§ Brief
In the answer, every entry must appear exactly as given.

§ Input data
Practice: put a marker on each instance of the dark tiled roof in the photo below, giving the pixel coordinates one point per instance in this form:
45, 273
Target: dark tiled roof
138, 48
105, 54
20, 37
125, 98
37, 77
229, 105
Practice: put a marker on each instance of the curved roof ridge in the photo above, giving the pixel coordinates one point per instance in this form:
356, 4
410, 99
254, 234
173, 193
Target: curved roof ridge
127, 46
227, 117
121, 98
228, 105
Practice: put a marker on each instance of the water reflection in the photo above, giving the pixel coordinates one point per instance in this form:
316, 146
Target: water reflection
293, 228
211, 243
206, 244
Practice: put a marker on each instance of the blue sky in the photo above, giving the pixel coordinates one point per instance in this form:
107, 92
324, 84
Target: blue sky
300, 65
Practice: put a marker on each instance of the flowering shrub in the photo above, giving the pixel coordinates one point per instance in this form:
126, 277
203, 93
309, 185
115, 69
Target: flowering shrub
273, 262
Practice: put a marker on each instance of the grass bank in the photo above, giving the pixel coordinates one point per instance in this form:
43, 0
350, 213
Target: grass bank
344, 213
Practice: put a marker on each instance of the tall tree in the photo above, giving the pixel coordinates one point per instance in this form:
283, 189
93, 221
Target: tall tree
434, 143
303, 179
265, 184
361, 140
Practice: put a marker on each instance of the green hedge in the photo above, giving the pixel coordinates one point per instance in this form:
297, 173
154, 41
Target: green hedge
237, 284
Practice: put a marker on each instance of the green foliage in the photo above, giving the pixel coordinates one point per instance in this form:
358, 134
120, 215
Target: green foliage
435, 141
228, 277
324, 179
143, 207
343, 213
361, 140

§ Result below
Practice: put a marker on each instance of the dark tiled roof in the photo below, giving the pixel coordinates one point per instance in this form:
45, 273
Target: dark tiled roof
138, 48
105, 54
20, 37
125, 98
37, 77
229, 105
Practice: put a marker on each instance of the curved roof ridge in the photo above, giving the pixel coordinates one point per instance in this form:
356, 4
410, 99
254, 234
173, 193
Target: curved roof ridge
127, 46
227, 117
121, 98
228, 105
Practice: put a marker on each instance of the water reflection in the photo above, giving the pixel coordinates one point per instance in this form:
316, 146
Target: water reflection
293, 228
211, 243
206, 244
Practice: put a marker on each instance of the blue sky in the photo above, giving the pixel coordinates one point per instance in this form:
107, 92
324, 84
Target: blue sky
300, 65
Practice: put a marker on each instance of the flowering shrub in the photo above, giving the pixel coordinates one point per instance in this form:
126, 277
203, 93
309, 185
115, 69
Target: flowering shrub
273, 262
Practice: put a marker on each instance of the grass bank in the photo above, giving the pixel coordinates one point per instance in this form:
43, 0
350, 213
Target: grass bank
344, 213
Practice: put a marker on each instance of the tall tree in the photo above, giving the pixel coordinates one point per instance in this form:
283, 189
93, 221
Target: tall tree
434, 143
303, 179
265, 184
361, 140
Practice: put a marker on each instance of the green hedge in the photo above, giving the pixel coordinates one point per instance in this form:
297, 173
154, 41
Target: green hedge
237, 284
Practice: put a marker on each instance of the green foliage in the photo above, giving the pixel coordinates one point per instance in this form:
358, 134
120, 215
Target: green foliage
435, 141
228, 277
324, 179
143, 207
343, 213
361, 140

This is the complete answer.